## WORK TO COMPLETE
List every line in the items below that contains the string "photo", copying each such line in full.

++++ SOURCE MATERIAL

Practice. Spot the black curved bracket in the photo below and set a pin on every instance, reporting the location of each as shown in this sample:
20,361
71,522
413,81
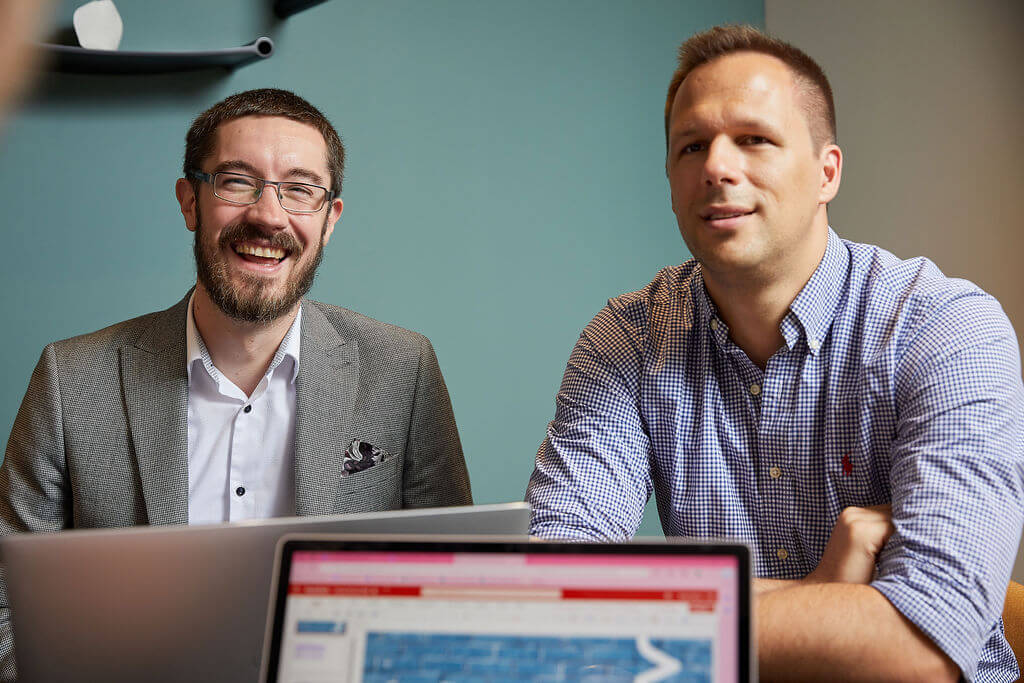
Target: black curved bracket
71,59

++++++++
++++ SOURCE MATERIAL

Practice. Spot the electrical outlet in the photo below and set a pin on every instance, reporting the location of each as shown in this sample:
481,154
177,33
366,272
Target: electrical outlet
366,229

++++++++

## ANSWER TO THIS PROBLEM
Practice. Spot the black curved bracket in the photo below and set a pin on every instance, reporting the location of each as shown in this sample:
Practice. Spot the electrical outlet in the photo below and set a pin on every instance, reporting the location of each as shown in this sample:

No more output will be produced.